● **Short exercise**: Count the lines below that contain the string "seal", and reply with that number alone.

-- start Material shown --

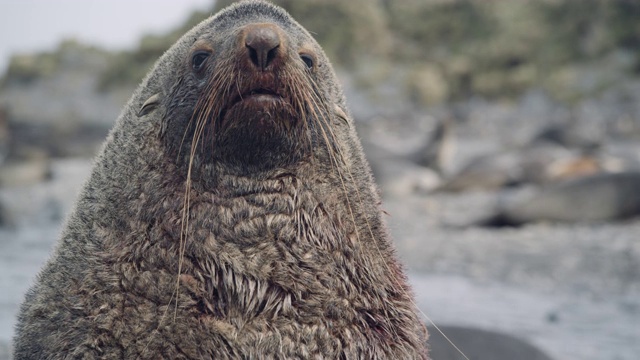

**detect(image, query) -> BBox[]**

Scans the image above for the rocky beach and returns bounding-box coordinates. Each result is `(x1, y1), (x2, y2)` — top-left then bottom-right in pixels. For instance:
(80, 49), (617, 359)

(0, 0), (640, 360)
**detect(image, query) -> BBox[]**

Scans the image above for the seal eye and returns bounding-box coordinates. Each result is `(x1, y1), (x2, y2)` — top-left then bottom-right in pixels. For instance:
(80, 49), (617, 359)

(191, 51), (211, 71)
(300, 54), (313, 69)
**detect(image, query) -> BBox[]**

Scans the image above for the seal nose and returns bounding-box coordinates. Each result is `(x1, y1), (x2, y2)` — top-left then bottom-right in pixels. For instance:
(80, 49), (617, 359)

(244, 24), (280, 71)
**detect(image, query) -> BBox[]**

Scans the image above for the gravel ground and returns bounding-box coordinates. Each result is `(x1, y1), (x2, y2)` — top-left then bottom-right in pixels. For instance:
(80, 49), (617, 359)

(0, 160), (640, 360)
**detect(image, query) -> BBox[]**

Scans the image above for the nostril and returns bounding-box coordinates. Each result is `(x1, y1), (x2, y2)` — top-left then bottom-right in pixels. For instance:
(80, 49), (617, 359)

(245, 25), (280, 71)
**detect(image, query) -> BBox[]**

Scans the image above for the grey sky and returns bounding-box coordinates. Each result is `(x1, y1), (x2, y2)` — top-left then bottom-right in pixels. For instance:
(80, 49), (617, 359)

(0, 0), (213, 73)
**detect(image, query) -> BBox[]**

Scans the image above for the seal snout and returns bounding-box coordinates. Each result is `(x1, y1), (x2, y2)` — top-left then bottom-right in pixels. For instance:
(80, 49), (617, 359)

(242, 24), (282, 71)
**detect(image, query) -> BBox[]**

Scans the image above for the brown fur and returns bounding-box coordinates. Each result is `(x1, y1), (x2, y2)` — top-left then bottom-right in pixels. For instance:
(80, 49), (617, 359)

(15, 1), (427, 359)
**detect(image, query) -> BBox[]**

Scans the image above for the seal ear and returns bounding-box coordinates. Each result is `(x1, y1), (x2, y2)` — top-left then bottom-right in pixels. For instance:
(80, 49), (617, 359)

(137, 93), (160, 117)
(333, 105), (349, 125)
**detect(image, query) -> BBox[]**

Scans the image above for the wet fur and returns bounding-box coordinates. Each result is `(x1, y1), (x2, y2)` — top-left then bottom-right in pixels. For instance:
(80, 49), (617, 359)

(14, 1), (426, 359)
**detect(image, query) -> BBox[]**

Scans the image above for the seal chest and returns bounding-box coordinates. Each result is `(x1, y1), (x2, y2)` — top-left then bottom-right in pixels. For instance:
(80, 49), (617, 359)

(15, 1), (427, 359)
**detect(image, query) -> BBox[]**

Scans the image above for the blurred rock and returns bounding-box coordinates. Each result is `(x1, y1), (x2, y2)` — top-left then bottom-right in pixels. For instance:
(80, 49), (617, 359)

(428, 325), (552, 360)
(478, 172), (640, 226)
(0, 159), (51, 188)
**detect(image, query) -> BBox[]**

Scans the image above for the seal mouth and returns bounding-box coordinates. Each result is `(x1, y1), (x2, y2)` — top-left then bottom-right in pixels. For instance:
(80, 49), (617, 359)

(227, 88), (284, 109)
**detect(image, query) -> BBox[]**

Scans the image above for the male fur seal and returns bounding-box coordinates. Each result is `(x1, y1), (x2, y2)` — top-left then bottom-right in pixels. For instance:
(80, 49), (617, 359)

(15, 1), (427, 359)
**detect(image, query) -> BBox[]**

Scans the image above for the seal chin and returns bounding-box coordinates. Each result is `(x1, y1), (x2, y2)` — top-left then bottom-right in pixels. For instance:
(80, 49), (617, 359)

(213, 92), (301, 172)
(222, 90), (296, 135)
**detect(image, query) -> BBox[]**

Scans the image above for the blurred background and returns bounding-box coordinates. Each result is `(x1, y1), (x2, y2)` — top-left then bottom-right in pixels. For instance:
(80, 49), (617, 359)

(0, 0), (640, 360)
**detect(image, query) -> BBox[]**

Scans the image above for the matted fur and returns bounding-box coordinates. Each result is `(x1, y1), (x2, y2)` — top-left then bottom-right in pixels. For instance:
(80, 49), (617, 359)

(15, 1), (427, 359)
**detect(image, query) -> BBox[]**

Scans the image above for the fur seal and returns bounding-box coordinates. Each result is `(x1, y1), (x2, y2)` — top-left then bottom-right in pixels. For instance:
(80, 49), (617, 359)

(14, 0), (427, 359)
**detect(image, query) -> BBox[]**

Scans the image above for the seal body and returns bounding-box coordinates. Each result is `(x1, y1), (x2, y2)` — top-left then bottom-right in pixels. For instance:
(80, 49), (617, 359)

(14, 1), (427, 359)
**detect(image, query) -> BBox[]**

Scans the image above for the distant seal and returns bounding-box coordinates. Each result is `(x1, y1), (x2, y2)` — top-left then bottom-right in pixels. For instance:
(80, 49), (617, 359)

(476, 171), (640, 227)
(14, 1), (427, 359)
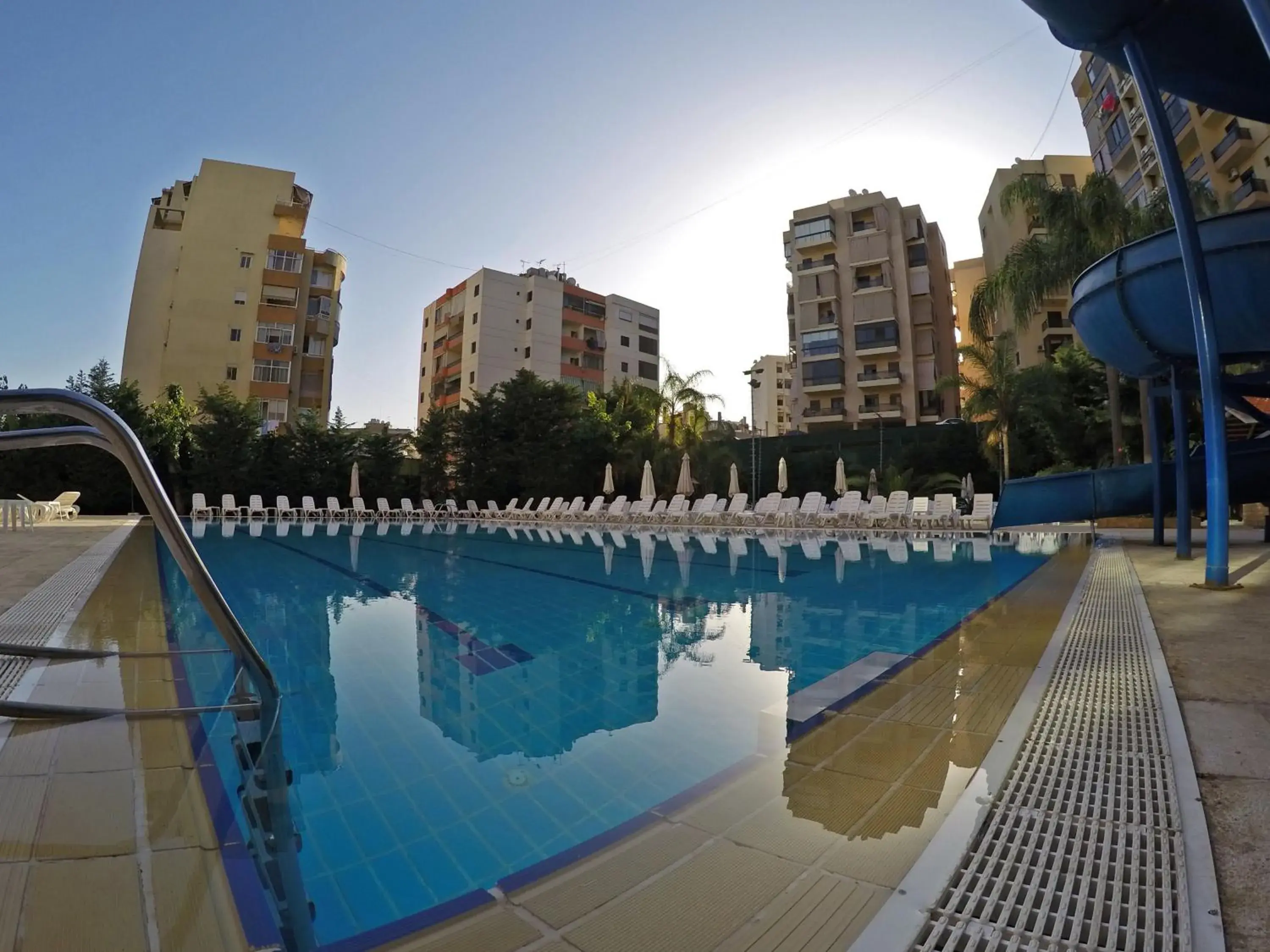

-- end Material shown --

● **Task response**: 11